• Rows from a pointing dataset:
------------------------------

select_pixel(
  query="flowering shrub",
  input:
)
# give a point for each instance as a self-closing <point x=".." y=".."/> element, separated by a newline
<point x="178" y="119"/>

------------------------------

• WHAT IS REQUIRED: Format every line of the data above as a numbered list, omitting any blank lines.

• EXERCISE SOLUTION:
1. select_pixel(
2.   query="flowering shrub",
3.   input:
4. )
5. # give a point for each instance as a self-closing <point x=".." y=".."/> element, separated by a newline
6. <point x="178" y="119"/>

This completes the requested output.